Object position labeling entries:

***

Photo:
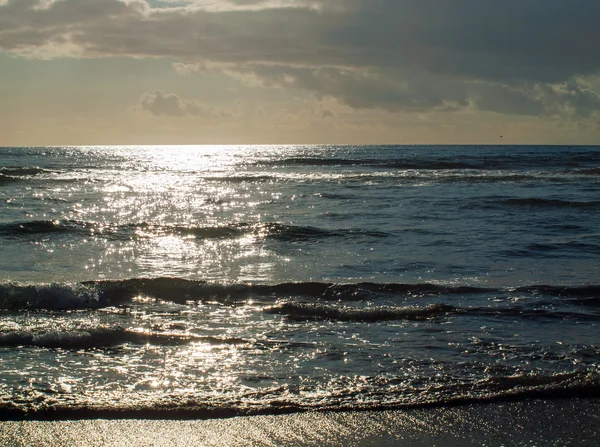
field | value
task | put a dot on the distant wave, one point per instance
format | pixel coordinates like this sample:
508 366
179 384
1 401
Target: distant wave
98 294
540 202
381 163
319 311
277 231
103 337
578 384
7 179
23 171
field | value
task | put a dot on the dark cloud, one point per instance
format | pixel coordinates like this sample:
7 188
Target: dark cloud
528 57
171 105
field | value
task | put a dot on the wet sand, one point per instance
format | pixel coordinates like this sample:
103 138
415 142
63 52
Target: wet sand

***

- WHAT THE EXERCISE ASKS
Output each line of the data above as a JSON array of strings, one string per line, with blank lines omitted and the image left out.

- ANSWER TO THIS TASK
[
  "Photo:",
  "field | value",
  "task | put a dot on the distant wave, one point per instance",
  "format | pixel coordinates like this sample:",
  "508 366",
  "179 384",
  "1 401",
  "Target: distant wave",
  "98 294",
  "540 202",
  "381 163",
  "319 311",
  "277 231",
  "103 337",
  "578 384",
  "7 179",
  "23 171",
  "field | value",
  "task | put a dot on the dark cloud, one point per instance",
  "format | pixel coordinates like this sample:",
  "7 188",
  "Target: dark cloud",
  "528 57",
  "171 105",
  "field | value",
  "task | put a dot on the wet sand, one point per instance",
  "format | pixel coordinates like this sample:",
  "103 138",
  "415 142",
  "63 52",
  "Target: wet sand"
]